## Exercise aim
Restate only the tail of the data below, starting at the line that contains "of the wooden" and including the last line, word for word.

Source data: Begin

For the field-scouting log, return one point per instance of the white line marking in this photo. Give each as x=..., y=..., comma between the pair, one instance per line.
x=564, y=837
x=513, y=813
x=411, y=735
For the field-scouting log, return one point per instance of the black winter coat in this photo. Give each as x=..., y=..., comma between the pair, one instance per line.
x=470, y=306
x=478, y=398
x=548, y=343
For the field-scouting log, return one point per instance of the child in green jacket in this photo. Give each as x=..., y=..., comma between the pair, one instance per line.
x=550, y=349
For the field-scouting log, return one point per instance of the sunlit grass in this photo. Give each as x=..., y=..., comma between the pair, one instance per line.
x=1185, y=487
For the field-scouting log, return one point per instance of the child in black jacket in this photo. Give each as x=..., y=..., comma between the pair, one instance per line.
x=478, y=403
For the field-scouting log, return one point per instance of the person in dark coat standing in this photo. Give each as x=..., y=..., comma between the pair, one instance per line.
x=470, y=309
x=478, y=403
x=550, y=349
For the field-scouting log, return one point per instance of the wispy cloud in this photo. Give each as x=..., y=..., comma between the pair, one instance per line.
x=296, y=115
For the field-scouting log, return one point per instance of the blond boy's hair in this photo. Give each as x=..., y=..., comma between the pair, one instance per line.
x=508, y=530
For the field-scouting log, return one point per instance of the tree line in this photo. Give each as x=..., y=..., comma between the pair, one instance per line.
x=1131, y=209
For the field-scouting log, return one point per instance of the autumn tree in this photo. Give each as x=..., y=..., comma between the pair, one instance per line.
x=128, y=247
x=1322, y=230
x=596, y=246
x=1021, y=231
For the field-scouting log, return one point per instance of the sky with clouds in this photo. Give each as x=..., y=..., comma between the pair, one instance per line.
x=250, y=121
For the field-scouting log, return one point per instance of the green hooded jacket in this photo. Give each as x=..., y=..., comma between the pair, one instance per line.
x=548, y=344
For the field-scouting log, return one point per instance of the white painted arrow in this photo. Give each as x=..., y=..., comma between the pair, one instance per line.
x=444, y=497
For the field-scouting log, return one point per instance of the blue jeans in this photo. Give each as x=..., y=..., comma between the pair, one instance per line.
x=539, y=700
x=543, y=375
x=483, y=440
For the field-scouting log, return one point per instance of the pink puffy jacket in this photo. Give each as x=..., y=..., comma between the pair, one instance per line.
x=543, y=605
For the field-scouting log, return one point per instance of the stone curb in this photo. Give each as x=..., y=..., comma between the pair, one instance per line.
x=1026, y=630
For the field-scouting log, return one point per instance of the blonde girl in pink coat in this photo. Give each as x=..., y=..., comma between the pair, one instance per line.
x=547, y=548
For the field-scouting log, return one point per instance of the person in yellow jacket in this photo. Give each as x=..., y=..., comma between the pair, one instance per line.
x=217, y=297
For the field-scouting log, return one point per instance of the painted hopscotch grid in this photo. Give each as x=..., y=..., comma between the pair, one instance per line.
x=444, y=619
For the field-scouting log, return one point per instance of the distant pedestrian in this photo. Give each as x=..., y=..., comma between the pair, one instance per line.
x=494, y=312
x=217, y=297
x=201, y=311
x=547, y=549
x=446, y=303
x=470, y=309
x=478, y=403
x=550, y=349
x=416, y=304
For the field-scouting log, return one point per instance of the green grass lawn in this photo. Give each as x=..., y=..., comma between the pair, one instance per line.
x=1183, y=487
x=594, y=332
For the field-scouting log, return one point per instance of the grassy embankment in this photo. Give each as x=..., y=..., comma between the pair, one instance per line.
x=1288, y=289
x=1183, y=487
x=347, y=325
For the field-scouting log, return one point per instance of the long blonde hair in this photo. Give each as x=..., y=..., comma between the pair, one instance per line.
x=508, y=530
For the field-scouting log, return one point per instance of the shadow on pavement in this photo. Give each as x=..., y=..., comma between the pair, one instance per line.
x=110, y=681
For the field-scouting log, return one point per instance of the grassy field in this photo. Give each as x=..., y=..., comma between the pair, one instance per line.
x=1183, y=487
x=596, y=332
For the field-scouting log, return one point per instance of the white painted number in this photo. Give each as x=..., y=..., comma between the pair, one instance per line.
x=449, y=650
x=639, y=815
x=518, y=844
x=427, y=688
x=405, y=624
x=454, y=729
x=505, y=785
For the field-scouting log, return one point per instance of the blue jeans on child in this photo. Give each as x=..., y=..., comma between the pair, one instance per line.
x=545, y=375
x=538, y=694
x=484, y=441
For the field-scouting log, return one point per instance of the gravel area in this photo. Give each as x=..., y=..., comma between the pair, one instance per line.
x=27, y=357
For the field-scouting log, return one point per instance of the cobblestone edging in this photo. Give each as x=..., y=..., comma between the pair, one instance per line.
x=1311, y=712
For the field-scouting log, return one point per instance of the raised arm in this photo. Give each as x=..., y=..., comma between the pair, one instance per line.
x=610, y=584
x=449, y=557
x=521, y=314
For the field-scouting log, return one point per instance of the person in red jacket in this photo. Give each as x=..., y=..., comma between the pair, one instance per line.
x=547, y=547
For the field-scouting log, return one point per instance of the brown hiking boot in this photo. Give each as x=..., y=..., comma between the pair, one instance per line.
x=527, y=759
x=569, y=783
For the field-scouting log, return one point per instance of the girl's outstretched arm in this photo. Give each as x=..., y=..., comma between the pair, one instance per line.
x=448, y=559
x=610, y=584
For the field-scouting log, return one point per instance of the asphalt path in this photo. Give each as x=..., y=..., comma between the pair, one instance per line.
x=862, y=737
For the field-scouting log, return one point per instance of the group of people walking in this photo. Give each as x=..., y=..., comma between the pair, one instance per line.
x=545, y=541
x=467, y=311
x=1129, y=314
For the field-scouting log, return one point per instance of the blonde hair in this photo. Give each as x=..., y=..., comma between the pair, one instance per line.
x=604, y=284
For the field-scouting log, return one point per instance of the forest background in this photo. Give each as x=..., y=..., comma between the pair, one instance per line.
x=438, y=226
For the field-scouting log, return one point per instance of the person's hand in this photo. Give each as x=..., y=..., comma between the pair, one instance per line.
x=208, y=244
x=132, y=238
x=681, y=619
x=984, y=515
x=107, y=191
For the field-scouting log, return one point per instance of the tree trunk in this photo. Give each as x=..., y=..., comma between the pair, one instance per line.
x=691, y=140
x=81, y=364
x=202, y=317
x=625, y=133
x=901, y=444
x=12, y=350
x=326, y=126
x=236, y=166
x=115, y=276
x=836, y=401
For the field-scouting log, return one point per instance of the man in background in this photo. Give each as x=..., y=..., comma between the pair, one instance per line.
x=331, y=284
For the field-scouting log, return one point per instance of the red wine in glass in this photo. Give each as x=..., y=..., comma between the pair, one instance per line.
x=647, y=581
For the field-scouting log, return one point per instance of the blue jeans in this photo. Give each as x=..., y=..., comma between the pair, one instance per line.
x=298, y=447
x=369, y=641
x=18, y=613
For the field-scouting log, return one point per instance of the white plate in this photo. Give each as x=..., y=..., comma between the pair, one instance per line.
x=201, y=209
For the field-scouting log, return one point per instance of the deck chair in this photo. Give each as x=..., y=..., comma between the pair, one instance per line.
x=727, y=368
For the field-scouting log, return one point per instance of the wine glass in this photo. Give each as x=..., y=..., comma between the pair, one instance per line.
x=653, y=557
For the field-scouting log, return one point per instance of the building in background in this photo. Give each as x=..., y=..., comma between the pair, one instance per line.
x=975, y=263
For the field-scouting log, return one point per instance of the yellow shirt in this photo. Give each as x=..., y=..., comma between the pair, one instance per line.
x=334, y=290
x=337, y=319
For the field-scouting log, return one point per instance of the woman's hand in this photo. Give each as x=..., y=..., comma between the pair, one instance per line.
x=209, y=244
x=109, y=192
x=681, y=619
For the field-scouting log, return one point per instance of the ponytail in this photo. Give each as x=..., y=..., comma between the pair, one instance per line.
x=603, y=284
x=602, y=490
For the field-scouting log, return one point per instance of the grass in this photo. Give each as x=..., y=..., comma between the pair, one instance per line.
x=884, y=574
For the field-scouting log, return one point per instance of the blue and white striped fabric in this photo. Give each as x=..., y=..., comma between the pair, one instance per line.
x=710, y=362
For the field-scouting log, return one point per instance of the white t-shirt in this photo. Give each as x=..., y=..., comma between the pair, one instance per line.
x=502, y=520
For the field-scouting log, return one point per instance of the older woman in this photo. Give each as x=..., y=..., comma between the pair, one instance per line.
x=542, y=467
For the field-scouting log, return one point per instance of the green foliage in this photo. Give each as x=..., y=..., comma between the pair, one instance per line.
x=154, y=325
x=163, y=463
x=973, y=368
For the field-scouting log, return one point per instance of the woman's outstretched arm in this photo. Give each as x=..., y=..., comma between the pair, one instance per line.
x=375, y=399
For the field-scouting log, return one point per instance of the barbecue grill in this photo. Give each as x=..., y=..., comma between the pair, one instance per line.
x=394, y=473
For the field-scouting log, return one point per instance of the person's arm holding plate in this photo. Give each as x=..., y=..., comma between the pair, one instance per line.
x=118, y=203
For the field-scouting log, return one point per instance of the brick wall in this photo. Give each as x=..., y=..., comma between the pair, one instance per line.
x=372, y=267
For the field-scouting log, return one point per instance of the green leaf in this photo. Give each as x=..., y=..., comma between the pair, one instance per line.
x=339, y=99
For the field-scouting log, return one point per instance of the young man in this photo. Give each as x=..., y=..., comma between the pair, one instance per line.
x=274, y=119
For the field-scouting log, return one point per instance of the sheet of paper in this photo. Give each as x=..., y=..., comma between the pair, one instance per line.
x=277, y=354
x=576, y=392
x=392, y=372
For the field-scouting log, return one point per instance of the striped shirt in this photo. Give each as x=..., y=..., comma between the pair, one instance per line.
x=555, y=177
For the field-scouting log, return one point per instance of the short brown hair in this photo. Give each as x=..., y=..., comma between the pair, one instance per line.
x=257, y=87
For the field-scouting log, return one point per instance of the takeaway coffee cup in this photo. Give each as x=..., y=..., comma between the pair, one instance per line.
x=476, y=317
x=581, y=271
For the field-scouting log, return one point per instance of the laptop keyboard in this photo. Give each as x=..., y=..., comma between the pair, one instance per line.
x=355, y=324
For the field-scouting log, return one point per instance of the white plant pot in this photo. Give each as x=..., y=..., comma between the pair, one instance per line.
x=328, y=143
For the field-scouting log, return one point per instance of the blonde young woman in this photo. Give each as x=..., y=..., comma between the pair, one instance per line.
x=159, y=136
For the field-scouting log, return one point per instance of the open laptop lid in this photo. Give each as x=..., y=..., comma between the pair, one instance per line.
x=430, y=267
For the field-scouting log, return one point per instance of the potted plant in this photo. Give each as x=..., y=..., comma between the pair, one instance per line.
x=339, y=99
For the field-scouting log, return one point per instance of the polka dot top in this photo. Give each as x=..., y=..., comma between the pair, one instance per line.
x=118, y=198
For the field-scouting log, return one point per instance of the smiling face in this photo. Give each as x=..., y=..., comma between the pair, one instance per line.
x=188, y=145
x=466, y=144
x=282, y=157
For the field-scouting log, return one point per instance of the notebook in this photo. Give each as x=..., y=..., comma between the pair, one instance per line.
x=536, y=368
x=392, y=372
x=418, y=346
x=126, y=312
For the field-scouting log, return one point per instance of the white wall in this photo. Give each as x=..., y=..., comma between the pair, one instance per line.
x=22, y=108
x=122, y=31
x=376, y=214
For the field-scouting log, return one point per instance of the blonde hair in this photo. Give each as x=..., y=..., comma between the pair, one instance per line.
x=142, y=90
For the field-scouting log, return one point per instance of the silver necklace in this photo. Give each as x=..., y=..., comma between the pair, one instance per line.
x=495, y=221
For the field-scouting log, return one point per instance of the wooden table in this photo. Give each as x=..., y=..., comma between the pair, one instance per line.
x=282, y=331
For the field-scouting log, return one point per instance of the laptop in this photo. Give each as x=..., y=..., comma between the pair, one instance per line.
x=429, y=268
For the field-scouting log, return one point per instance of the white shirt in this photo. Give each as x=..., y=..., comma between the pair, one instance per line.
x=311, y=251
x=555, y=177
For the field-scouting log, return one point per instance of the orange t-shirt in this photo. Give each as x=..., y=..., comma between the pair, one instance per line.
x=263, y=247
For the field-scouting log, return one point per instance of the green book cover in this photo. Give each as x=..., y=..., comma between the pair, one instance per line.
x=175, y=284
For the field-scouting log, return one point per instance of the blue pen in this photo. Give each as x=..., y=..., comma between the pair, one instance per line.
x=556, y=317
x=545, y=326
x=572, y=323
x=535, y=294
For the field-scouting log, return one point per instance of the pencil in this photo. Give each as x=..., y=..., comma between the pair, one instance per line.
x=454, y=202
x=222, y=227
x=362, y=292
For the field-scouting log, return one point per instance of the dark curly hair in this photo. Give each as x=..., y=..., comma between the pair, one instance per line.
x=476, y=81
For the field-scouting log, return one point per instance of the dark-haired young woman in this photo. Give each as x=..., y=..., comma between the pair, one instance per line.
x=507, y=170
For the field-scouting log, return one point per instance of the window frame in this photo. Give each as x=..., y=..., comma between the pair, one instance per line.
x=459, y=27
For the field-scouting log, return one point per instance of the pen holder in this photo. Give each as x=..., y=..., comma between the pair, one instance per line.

Source data: End

## Solution for this problem
For the field-scouting log, return one point per instance of the wooden table in this photo. Give each as x=..., y=..., comma between the pair, one instance per line.
x=282, y=331
For the field-scouting log, return one point per instance of the laptop in this photo. Give each as x=..., y=..., comma between the pair, one instance per line.
x=429, y=268
For the field-scouting log, return one point per instance of the white shirt in this photo. Give each as x=..., y=..., comma between the pair, one instance per line.
x=311, y=251
x=555, y=177
For the field-scouting log, return one point per instance of the orange t-shirt in this photo. Give each as x=..., y=..., comma between the pair, one instance per line.
x=263, y=247
For the field-scouting log, return one point per instance of the green book cover in this photo. Give each as x=..., y=..., comma between the pair, one instance per line.
x=175, y=284
For the field-scouting log, return one point per instance of the blue pen in this photo. Give each as x=..., y=..., comma between the pair, one instance per line.
x=556, y=317
x=545, y=326
x=572, y=323
x=535, y=294
For the field-scouting log, return one point per instance of the pencil in this photo. Give each as x=..., y=..., comma between the pair, one instance per line.
x=454, y=202
x=222, y=227
x=362, y=292
For the field-scouting log, return one point per instance of the dark curly hair in this photo. Give each as x=..., y=..., comma between the pair, one instance per line.
x=476, y=81
For the field-scouting log, return one point per instance of the dark-haired young woman in this photo. Give each as x=..., y=..., comma between the pair, one instance per line.
x=507, y=170
For the field-scouting log, return one point per instance of the window frame in this photo. Give each as x=..., y=..., comma between the pair, one instance per line.
x=459, y=27
For the field-scouting log, return one point per instance of the pen holder in this photo. Give each as x=..., y=..., comma between the pair, one instance per line.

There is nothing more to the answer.